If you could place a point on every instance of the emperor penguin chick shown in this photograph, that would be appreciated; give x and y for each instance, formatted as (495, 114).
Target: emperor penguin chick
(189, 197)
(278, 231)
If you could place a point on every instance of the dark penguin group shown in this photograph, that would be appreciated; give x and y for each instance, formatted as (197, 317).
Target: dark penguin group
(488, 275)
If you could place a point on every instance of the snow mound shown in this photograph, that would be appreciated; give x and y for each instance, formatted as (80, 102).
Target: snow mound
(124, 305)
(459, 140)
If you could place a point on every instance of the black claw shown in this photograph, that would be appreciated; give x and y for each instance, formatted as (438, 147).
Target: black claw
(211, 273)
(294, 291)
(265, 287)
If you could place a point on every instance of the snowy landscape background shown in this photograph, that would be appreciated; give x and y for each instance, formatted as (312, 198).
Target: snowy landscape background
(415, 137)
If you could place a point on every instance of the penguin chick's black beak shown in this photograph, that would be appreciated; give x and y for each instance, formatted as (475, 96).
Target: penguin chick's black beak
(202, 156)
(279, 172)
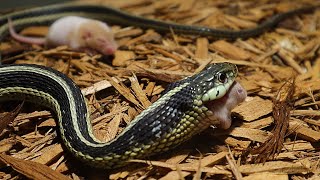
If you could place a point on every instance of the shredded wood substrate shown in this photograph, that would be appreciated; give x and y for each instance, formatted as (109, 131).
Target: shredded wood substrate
(275, 133)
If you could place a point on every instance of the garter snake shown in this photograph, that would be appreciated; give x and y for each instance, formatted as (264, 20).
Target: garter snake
(47, 14)
(175, 117)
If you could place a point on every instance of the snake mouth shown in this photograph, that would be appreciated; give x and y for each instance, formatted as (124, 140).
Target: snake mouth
(220, 109)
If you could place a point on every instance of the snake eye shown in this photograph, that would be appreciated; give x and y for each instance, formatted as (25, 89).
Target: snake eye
(222, 77)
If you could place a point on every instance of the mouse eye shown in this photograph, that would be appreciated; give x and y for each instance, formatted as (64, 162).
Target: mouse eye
(222, 77)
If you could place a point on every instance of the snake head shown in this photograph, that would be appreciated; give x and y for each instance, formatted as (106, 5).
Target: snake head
(214, 81)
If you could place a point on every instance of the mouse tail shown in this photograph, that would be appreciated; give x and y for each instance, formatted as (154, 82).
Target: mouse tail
(24, 39)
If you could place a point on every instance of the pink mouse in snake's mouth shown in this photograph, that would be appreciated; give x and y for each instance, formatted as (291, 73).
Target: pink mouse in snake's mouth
(222, 107)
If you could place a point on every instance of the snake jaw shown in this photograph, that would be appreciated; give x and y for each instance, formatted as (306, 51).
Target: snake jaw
(221, 108)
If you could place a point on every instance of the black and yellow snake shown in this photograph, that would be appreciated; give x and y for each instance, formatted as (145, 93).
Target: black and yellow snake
(175, 117)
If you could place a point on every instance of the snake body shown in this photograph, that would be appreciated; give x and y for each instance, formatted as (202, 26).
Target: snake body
(48, 14)
(175, 117)
(172, 119)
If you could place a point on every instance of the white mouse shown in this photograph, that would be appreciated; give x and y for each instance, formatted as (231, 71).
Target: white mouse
(78, 33)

************

Reproduza os dados acima linha por linha, sem qualquer alteração, deixando de fora as imagens.

If you could place a point on every instance of the emperor penguin chick shown in this photograph, that would be appreciated; give x and y for each instance, formatted as (495, 114).
Target: emperor penguin chick
(189, 197)
(278, 231)
If you could place a point on every instance of the dark penguin group shown in this photograph, that would be appreciated; give x and y for each instance, formatted as (197, 317).
Target: dark penguin group
(488, 275)
If you could place a point on every instance of the snow mound shown in this photograph, that would be appreciated; give x and y for each instance, formatted as (80, 102).
Target: snow mound
(124, 305)
(459, 140)
If you could place a point on every instance of the black claw shown in this photograph, that would be appreciated; give x and y for each instance, formatted as (438, 147).
Target: black claw
(211, 273)
(294, 291)
(265, 287)
If you could place a point on every instance of the snowy landscape background shown in this photograph, that would be appreciated; give x and y for each instance, formatted as (312, 198).
Target: snowy landscape background
(415, 137)
If you could place a point on every instance of the penguin chick's black beak shown in this photograph, that would be appreciated; give x and y for each instance, formatted as (475, 96).
Target: penguin chick's black beak
(202, 156)
(279, 172)
If you could place a point on every instance of the shredded wood substrate shown in this photograph, that would be appreciated; give x and y for each instance, formatted as (109, 131).
Target: shredded wood substrate
(275, 133)
If you could place a point on every instance of the garter snake shown in this photograph, that would be appreciated; give x and y for each instance, formatted as (264, 20).
Target: garter snake
(47, 14)
(175, 117)
If you could place a point on every instance of the snake mouth shown in this photograph, that would be appreciated; give x and y for each instance, formatted as (124, 140).
Target: snake mouth
(220, 109)
If you could place a point on every instance of the snake eye shown in this photograph, that would be appreciated; give x and y for each instance, formatted as (25, 89).
Target: snake eye
(222, 77)
If you could place a point on every instance of the mouse eye shown in this photograph, that would be appreciated; give x and y for each instance, formatted as (64, 162).
Target: mouse eye
(222, 77)
If you could place a point on every instance of the snake head shown in this photograph, that would be appreciated; give x and y for each instance, formatted as (106, 5).
Target: snake head
(214, 81)
If you could place a point on every instance of the mouse tail shown in this photograph, that would be appreciated; give x and y for each instance, formatted as (154, 82).
Target: mouse tail
(24, 39)
If you could place a point on every instance of the pink mouse in snake's mouth shown in this photograph, that would be appreciated; give x and y for each instance, formatted as (291, 73).
Target: pink mouse in snake's mouth
(222, 107)
If you could place a point on every instance of the snake jaw shown in this photograph, that would be appreciated; give x and y for each instance, formatted as (306, 51).
Target: snake jaw
(221, 108)
If you could place a point on every instance of the black and yellow snake shown in this photograph, that would be appreciated; give x and y for each instance, formatted as (145, 93).
Target: black and yellow snake
(175, 117)
If you could place a point on every instance of the snake body shown in this photograph, that would be appreciated; give x and y for each instance, formatted as (202, 26).
Target: snake body
(48, 14)
(175, 117)
(172, 119)
If you could place a point on every instance of the white mouse shown in this photograph, that would be appreciated; give x and y for each instance, formatted as (231, 71).
Target: white mouse
(78, 33)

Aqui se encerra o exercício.